# WORK REQUIRED
Retype the passage from the article on missed stock breakouts below, from "William O'Neil recommends" up to and including "previous breakout level.".

# EXTRACT PROVIDED
Patience Pays Off If You Miss The Breakout
For many traders, there is nothing more frustrating than missing a breakout in a stock. Many breakouts are explosive and catapult the stock up 5-10% above the pivot point or breakout level. Often, the temptation exists to chase the breakout. Patience may pay off if one waits rather than chasing such an explosive move.
William O'Neil recommends not buying more than 5% above the pivot point or breakout level. The rationale behind this strategy is that if a trader buys a stock several percentage points above the breakout level, he or she will often get stopped out or shook out when the stock retraces to revisit the previous pivot point. This often results in the trader missing the big move that results after such a successful test.
The second breakout in late May is accompanied with much greater volume and catapults the stock several points past its pivot. Again, traders who chased the breakout watch as their position goes red as SWN retraces the move. However, the patient trader could find a better entry point on May 24 as the stock again tests its previous breakout level.

# SOURCE INFORMATION
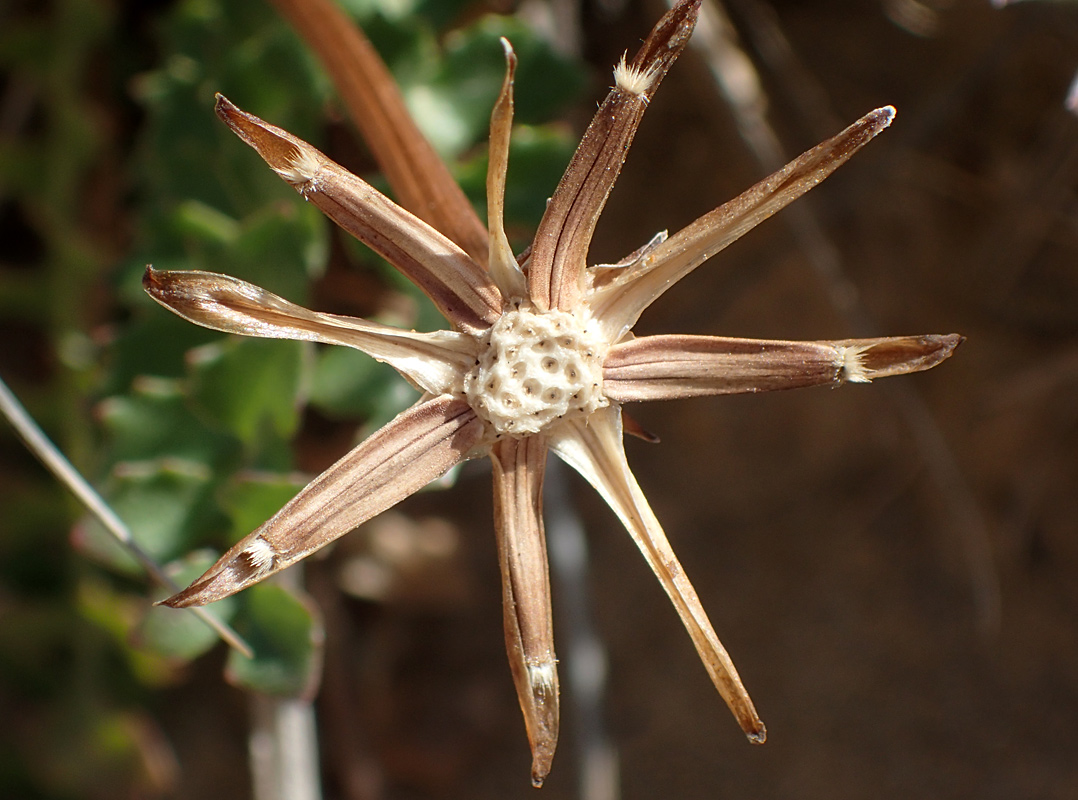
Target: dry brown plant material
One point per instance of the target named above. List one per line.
(540, 358)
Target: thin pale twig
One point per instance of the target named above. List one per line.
(418, 177)
(38, 443)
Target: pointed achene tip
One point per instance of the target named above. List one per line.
(278, 148)
(757, 734)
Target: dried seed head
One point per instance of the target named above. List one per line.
(534, 369)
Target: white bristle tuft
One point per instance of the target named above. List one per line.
(848, 359)
(261, 555)
(542, 677)
(632, 80)
(302, 171)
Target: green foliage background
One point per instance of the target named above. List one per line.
(116, 162)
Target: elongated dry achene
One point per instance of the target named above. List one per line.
(540, 358)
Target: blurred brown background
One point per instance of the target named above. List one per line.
(893, 567)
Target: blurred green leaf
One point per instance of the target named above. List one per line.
(249, 500)
(155, 422)
(166, 504)
(287, 636)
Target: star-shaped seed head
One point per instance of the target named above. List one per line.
(540, 358)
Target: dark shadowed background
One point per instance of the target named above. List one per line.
(893, 567)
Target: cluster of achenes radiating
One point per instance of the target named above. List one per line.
(536, 368)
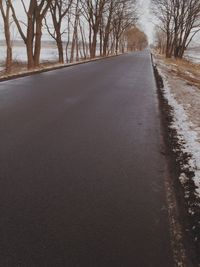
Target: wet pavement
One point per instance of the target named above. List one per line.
(81, 172)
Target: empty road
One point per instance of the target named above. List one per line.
(81, 172)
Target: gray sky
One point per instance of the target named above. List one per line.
(144, 21)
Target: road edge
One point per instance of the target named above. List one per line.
(56, 67)
(181, 246)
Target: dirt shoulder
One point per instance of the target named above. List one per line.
(179, 92)
(20, 70)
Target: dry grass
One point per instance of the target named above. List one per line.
(186, 70)
(19, 67)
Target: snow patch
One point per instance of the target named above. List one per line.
(188, 138)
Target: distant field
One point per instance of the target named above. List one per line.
(48, 53)
(193, 54)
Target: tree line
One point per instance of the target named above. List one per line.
(179, 22)
(80, 28)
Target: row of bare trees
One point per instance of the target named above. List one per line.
(136, 39)
(80, 28)
(179, 22)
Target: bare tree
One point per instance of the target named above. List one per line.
(58, 9)
(125, 17)
(35, 13)
(5, 12)
(93, 12)
(180, 21)
(136, 39)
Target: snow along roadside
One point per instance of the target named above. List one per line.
(180, 107)
(53, 67)
(187, 138)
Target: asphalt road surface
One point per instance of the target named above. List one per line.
(81, 172)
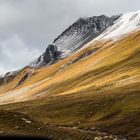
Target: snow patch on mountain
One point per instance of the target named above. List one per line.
(127, 23)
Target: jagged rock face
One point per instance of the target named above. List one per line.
(52, 54)
(81, 32)
(73, 38)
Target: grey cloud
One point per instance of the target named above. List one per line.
(28, 26)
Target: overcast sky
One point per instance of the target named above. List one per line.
(28, 26)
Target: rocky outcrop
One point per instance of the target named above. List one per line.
(73, 38)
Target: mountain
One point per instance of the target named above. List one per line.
(73, 38)
(76, 90)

# PROBLEM SOLUTION
William O'Neil recommends not buying more than 5% above the pivot point or breakout level. The rationale behind this strategy is that if a trader buys a stock several percentage points above the breakout level, he or she will often get stopped out or shook out when the stock retraces to revisit the previous pivot point. This often results in the trader missing the big move that results after such a successful test.
The second breakout in late May is accompanied with much greater volume and catapults the stock several points past its pivot. Again, traders who chased the breakout watch as their position goes red as SWN retraces the move. However, the patient trader could find a better entry point on May 24 as the stock again tests its previous breakout level.